À faire:
a) Imprimez à l'identique le passage du texte sur la colère qui commence aux mots « EN QUETE DE » et s'arrête après « suis devenue ? ».
b) Poursuivez le texte sur la colère en écrivant la suite de sa dernière phrase.

Extrait à lire:

EN QUETE DE SOI - Episode #30

La colère - Bonne messagère ou pas ?

Je sens une colère contenue depuis tant d’années (et peut-être même celles des autres femmes), une immense tristesse, noyée dans la fatigue. Je ne sais que faire de ce remue-ménage intérieur. Mon esprit semble naviguer entre deux eaux troubles de lumière et de noirceur. Tout se confond. Je perds pied. Je hais cet état.

Je ne sais pas ce que c’est, que d’être une femme. Il me faut encore une grippe pour me mettre au lit et cette maladie incurable pour m’imposer un changement de vie et me rendre compte des choses ? Observer la femme que je suis devenue ?

Je suis une femme. C’est une évidence de par mes attributs sexuels. Mais, finalement, je ne me connais pas. Juste ce qu’il faut pour vivre dans ce monde d’hommes. Insensible, forte, guerrière, pour me faire accepter ou me battre pour ma place. Mais cela ne me remplit pas de joie. Je n’ai plus envie de lutter ou de fuir. Je veux juste vivre.

J’en suis arrivée à détester les règles, à désirer être un homme. Je déteste être femme. C’est sûr que cela n’aide pas à se sentir bien dans sa peau…

D’autres femmes vivent leur cycle agréablement. Enfin, tellement peu… Je dois en parler avec d’autres femmes.

Entrées:
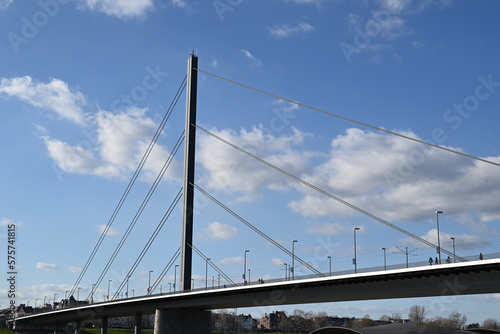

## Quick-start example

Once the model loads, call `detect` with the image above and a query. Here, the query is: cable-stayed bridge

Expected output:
[10,55,500,334]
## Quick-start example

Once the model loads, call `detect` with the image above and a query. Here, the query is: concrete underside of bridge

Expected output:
[16,259,500,333]
[154,309,212,334]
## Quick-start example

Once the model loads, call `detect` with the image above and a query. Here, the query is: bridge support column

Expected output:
[75,320,82,334]
[154,309,212,334]
[134,312,142,334]
[101,315,108,334]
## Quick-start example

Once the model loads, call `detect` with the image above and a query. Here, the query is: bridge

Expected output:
[13,55,500,334]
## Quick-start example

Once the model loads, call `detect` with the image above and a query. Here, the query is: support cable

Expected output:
[193,184,325,277]
[112,187,182,299]
[69,76,187,296]
[189,245,238,286]
[196,69,500,167]
[87,131,184,298]
[193,125,467,262]
[151,247,181,291]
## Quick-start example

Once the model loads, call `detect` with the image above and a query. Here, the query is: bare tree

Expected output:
[482,318,500,329]
[408,305,427,326]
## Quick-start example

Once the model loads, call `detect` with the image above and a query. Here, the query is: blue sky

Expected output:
[0,0,500,322]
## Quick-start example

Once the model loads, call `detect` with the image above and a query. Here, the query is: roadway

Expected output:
[16,259,500,324]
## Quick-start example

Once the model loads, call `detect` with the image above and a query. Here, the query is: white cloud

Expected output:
[307,223,352,235]
[271,259,285,266]
[97,225,120,236]
[269,23,314,38]
[218,256,244,267]
[399,229,491,251]
[241,49,262,66]
[36,262,59,271]
[42,107,180,181]
[0,76,86,125]
[171,0,192,12]
[290,129,500,221]
[0,218,20,226]
[0,0,14,10]
[203,222,238,241]
[198,126,308,200]
[75,0,155,19]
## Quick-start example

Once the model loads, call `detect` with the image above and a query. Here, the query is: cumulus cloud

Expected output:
[97,225,120,236]
[203,222,238,241]
[219,256,244,267]
[36,262,59,271]
[198,126,309,200]
[269,23,314,38]
[0,76,86,125]
[399,229,491,250]
[271,259,285,266]
[307,223,352,235]
[290,129,500,221]
[0,0,14,10]
[241,49,262,66]
[42,107,180,181]
[75,0,155,19]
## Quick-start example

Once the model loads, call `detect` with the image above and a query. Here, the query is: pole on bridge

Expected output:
[180,54,198,291]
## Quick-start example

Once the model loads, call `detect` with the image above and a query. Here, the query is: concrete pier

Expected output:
[154,309,212,334]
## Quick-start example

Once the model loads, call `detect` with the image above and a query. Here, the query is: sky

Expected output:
[0,0,500,323]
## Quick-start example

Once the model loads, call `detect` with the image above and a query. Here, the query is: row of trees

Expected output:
[408,305,500,330]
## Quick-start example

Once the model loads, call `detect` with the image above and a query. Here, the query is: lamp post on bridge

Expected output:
[353,227,359,273]
[125,275,130,298]
[243,249,250,285]
[148,270,153,294]
[290,240,298,281]
[108,279,112,300]
[450,237,457,263]
[205,257,210,290]
[380,247,387,270]
[436,211,443,264]
[174,264,179,293]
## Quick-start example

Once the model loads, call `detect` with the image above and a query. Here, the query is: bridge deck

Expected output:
[16,259,500,324]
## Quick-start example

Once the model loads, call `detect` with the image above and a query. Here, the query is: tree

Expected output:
[482,318,500,329]
[446,312,467,329]
[408,305,427,326]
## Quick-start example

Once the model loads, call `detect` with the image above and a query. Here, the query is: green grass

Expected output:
[0,328,14,334]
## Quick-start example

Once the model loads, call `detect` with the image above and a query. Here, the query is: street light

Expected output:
[125,275,130,298]
[108,280,112,300]
[450,237,457,263]
[148,270,153,294]
[243,249,250,285]
[174,264,179,293]
[380,247,387,270]
[352,227,359,273]
[436,211,443,264]
[290,240,298,281]
[205,257,210,290]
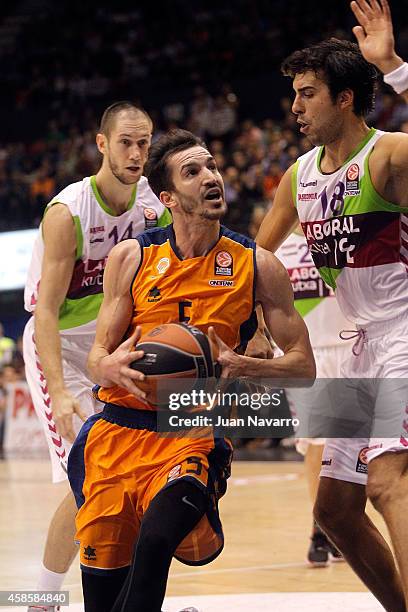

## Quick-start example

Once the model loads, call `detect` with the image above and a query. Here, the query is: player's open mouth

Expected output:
[204,187,222,201]
[297,119,309,134]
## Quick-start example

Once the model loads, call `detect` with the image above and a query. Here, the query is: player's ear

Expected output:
[338,89,354,108]
[95,134,106,155]
[159,191,176,208]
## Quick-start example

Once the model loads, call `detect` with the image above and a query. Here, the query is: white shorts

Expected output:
[321,316,408,484]
[286,342,351,455]
[23,317,102,482]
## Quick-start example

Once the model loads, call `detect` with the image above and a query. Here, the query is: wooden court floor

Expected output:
[0,458,385,612]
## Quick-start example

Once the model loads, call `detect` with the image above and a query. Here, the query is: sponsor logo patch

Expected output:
[214,251,233,276]
[356,446,370,474]
[167,464,181,482]
[84,545,96,561]
[208,279,234,287]
[147,286,162,302]
[143,208,157,229]
[344,164,360,196]
[300,181,317,187]
[156,257,170,274]
[298,191,317,202]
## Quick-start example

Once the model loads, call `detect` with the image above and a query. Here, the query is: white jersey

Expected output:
[292,129,408,326]
[275,233,350,350]
[24,176,171,335]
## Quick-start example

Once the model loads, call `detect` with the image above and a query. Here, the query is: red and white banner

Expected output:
[4,381,47,452]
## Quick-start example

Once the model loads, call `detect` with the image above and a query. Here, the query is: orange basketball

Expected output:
[130,323,219,404]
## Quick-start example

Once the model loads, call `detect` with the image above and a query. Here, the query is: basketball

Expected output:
[130,323,219,405]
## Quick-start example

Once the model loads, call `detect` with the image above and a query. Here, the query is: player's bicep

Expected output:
[95,240,140,352]
[256,249,310,353]
[37,204,76,309]
[256,166,299,253]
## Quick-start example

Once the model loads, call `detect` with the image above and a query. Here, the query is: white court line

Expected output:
[228,473,299,487]
[170,562,307,578]
[4,592,384,612]
[65,562,308,589]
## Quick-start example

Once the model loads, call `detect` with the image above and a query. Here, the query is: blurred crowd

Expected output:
[0,84,408,235]
[0,0,408,233]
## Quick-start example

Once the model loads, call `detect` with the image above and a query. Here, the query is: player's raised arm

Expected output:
[34,204,85,442]
[350,0,408,102]
[88,240,145,397]
[256,165,299,253]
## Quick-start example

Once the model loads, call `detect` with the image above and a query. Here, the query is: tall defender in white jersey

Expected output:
[257,0,408,612]
[275,228,350,567]
[24,102,171,610]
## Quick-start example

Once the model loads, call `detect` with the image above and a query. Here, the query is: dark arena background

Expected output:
[0,0,408,612]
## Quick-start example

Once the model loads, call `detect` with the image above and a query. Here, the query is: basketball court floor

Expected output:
[0,457,385,612]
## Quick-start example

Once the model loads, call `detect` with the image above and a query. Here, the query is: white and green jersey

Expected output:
[275,234,350,349]
[24,176,171,334]
[292,129,408,326]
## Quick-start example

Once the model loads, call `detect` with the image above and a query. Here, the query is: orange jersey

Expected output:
[98,225,257,410]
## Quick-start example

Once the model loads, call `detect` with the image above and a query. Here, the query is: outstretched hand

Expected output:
[350,0,402,73]
[208,327,245,378]
[99,326,146,399]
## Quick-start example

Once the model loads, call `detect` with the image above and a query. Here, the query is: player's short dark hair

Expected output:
[99,100,153,136]
[144,128,206,197]
[281,38,378,117]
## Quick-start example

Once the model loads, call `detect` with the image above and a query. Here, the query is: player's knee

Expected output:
[367,471,400,512]
[137,525,173,554]
[313,497,350,536]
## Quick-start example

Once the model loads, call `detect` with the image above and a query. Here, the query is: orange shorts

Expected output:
[68,404,232,573]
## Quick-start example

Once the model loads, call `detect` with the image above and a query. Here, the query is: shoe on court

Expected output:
[27,606,61,612]
[327,540,345,563]
[307,531,329,567]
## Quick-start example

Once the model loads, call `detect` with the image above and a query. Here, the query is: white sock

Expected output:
[37,563,67,591]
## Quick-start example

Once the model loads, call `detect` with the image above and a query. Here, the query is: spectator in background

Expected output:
[0,370,7,460]
[0,323,16,367]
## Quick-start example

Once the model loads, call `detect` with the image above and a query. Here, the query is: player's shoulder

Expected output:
[220,225,255,249]
[136,225,172,247]
[256,246,287,277]
[137,176,165,212]
[109,238,140,262]
[374,130,408,153]
[48,176,91,207]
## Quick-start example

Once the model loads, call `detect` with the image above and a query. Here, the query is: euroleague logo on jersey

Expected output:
[214,251,233,276]
[143,208,157,229]
[356,446,370,474]
[346,164,360,195]
[156,257,170,274]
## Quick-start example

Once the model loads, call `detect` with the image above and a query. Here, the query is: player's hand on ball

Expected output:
[208,327,245,378]
[99,326,146,399]
[245,328,273,359]
[51,389,86,442]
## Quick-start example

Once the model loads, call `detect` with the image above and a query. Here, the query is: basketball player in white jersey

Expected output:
[275,227,350,567]
[258,0,408,612]
[24,102,171,612]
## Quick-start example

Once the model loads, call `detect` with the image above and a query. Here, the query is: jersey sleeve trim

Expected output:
[72,215,84,259]
[157,208,173,227]
[290,159,299,208]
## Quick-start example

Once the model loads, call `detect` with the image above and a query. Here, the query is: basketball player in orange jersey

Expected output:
[68,130,315,612]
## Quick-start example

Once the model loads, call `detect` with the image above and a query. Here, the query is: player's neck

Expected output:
[320,118,370,173]
[95,167,135,215]
[173,218,220,259]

Résultats de l'exercice:
a)
EN QUETE DE SOI - Episode #30

La colère - Bonne messagère ou pas ?

Je sens une colère contenue depuis tant d’années (et peut-être même celles des autres femmes), une immense tristesse, noyée dans la fatigue. Je ne sais que faire de ce remue-ménage intérieur. Mon esprit semble naviguer entre deux eaux troubles de lumière et de noirceur. Tout se confond. Je perds pied. Je hais cet état.

Je ne sais pas ce que c’est, que d’être une femme. Il me faut encore une grippe pour me mettre au lit et cette maladie incurable pour m’imposer un changement de vie et me rendre compte des choses ? Observer la femme que je suis devenue ?

b)
Je respire souvent en suivant la technique du Pranayama pour aider mon corps au niveau cellulaire. Je sais maintenant que cette respiration peut guérir mon utérus malade. Les cellules entendent les messages du cerveau.

Je considère ainsi mon cerveau comme un ordinateur à qui je donne des consignes. Les cellules obéissent au programme. Il suffit de contrôler les pensées, d’amener la conscience dans l’utérus et de visualiser la lumière. Le miracle peut se produire.

Je sens un relâchement et un nettoyage profond que je ne peux expliquer rationnellement. Je n’irai pas voir de médecin pour lui certifier que cette voie peut sauver des vies, mais j’y crois. Et la croyance fait des miracles, il suffit de regarder la religion.

Alors pourquoi mettre mes croyances dans un Dieu inaccessible, alors que mon cerveau, ce formidable récepteur, peut accomplir des miracles ? Je m’en remets à lui. Au moins, il existe. Je le vois. Je le sens. Je peux le maîtriser en apprenant. Le contrôle de l’esprit existe. Au moins un contrôle utile. J’en ai la preuve, avec cette respiration pranique. Quelle découverte exaltante. Juste en respirant, je vais changer ma vie.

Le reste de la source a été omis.